__Entries supplied__:
━━━━━━━━

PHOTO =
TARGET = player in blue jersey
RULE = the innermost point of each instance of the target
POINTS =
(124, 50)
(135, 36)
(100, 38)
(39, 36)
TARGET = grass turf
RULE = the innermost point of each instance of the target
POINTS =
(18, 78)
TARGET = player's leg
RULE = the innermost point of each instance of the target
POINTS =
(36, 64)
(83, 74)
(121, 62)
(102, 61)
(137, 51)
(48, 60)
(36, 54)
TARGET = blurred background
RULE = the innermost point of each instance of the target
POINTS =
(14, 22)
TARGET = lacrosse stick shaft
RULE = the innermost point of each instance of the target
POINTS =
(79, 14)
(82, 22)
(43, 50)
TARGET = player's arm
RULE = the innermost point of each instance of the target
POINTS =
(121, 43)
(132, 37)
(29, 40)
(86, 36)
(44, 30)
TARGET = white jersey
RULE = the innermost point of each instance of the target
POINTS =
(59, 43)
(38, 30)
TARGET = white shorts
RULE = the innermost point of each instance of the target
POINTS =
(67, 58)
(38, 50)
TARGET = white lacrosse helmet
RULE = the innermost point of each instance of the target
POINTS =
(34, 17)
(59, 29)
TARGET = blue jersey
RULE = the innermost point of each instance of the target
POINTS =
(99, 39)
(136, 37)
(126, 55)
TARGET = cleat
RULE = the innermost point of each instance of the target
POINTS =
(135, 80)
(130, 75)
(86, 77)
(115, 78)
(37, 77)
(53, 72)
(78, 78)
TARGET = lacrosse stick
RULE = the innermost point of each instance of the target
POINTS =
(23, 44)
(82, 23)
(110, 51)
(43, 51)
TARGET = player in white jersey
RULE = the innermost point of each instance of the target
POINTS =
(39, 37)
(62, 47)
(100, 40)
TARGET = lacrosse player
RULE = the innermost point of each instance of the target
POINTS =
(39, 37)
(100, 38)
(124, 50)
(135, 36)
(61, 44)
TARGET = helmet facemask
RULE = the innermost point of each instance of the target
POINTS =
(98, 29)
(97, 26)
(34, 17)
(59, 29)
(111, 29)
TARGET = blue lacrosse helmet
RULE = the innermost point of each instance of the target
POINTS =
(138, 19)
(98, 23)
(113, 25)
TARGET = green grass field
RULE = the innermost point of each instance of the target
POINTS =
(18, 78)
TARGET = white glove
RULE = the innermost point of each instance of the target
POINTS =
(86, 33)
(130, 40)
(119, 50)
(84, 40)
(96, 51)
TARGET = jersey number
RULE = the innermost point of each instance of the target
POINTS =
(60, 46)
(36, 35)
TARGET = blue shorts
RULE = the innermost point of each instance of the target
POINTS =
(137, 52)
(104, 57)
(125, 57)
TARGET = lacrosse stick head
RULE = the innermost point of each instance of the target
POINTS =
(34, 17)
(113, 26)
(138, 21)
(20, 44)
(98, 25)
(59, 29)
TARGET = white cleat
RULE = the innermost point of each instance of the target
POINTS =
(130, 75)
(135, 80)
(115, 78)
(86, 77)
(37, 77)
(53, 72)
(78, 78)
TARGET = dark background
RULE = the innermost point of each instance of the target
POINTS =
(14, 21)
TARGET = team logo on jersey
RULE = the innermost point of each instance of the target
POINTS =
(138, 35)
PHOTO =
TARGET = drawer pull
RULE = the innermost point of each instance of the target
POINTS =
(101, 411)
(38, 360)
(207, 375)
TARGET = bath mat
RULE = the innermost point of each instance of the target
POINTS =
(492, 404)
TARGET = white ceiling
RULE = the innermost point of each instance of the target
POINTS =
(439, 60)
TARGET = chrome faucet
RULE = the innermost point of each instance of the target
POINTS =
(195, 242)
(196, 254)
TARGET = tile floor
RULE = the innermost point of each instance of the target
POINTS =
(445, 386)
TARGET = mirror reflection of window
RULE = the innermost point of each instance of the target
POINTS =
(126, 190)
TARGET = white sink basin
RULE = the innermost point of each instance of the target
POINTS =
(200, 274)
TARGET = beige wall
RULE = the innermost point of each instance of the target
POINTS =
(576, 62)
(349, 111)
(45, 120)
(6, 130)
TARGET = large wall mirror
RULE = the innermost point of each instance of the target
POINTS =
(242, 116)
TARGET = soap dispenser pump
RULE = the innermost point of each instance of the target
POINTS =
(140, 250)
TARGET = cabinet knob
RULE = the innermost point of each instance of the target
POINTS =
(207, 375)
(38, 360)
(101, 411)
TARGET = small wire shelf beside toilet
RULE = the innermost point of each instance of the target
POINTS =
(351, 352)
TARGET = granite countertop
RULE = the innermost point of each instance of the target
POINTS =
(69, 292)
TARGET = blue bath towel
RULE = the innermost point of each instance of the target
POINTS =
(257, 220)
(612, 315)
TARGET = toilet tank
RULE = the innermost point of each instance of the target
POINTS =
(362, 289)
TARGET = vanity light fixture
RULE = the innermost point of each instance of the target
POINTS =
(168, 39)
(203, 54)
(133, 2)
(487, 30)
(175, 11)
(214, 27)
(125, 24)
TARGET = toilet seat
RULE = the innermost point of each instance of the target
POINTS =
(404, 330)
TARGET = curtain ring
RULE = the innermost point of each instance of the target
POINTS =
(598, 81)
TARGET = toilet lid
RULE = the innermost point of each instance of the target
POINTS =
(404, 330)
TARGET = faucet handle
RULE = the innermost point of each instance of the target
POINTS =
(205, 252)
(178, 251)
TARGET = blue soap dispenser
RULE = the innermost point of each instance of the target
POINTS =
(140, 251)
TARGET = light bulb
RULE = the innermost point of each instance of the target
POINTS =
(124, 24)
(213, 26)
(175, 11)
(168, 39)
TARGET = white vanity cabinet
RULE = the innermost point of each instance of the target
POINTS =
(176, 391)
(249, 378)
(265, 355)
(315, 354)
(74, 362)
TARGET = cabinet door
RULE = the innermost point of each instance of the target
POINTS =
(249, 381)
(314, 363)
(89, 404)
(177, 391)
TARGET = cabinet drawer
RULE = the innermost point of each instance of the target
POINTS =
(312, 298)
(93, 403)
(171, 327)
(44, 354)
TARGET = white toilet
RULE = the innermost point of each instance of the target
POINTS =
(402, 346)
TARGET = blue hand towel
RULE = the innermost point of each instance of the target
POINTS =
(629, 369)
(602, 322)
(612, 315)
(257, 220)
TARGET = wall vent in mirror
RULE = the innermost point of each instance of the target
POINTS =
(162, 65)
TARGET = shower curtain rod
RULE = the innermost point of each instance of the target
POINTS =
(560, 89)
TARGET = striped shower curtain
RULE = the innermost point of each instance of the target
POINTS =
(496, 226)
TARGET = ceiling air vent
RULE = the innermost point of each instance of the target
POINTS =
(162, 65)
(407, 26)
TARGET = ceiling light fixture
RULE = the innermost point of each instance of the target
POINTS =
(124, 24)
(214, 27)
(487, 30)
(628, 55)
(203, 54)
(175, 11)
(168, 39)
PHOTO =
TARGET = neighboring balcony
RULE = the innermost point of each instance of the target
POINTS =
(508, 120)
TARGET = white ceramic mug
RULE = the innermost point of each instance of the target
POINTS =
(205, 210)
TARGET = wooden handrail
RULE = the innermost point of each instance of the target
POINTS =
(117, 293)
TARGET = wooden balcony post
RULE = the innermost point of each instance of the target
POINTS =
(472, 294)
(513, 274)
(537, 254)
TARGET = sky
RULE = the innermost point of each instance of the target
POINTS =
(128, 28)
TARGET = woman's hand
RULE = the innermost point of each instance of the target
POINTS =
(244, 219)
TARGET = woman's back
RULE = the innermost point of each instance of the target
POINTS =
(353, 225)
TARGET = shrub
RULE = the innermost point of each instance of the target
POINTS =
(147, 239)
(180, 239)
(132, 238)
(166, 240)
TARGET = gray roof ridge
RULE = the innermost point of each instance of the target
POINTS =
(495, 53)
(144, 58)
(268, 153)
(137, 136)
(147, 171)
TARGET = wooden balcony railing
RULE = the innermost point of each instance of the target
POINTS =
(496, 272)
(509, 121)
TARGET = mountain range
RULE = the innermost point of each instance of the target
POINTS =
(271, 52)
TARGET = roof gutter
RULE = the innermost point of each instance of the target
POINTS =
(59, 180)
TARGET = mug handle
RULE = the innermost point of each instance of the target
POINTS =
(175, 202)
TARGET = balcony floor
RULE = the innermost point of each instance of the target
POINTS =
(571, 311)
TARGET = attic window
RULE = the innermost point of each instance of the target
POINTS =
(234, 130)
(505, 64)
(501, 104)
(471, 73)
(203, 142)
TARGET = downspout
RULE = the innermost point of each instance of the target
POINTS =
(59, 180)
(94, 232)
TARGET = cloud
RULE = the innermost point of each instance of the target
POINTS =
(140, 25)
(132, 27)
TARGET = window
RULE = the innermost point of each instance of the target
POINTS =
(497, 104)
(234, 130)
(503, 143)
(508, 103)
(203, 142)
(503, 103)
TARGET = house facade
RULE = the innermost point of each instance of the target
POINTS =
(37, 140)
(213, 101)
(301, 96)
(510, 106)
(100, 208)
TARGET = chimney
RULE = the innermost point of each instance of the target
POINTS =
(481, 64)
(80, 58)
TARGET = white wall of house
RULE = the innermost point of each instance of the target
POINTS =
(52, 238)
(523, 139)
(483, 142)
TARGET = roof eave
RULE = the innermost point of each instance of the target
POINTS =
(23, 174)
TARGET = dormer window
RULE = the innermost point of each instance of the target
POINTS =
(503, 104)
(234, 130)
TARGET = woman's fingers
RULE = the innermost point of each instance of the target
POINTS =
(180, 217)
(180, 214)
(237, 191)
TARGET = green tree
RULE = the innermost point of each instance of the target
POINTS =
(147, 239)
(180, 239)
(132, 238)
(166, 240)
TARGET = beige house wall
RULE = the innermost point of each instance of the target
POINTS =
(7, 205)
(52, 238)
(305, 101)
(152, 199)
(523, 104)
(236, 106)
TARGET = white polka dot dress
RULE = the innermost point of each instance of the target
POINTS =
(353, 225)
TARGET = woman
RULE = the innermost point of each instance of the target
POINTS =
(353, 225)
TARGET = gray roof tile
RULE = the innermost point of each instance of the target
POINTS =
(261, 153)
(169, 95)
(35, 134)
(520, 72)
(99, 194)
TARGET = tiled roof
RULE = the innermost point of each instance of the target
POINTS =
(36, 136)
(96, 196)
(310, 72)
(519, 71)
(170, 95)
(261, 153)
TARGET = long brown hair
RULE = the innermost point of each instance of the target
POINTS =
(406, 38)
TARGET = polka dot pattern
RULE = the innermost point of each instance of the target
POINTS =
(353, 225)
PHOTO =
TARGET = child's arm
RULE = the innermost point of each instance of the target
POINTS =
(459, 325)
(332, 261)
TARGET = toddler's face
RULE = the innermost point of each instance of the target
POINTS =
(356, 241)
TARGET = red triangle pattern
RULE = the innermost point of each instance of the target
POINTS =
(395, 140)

━━━━━━━━

__What is being asked__:
Go through the listing, find each line with the word "balcony", and copy it.

__Written answer__:
TARGET = neighboring balcony
TARGET = wooden balcony post
TARGET = wooden balcony railing
TARGET = balcony floor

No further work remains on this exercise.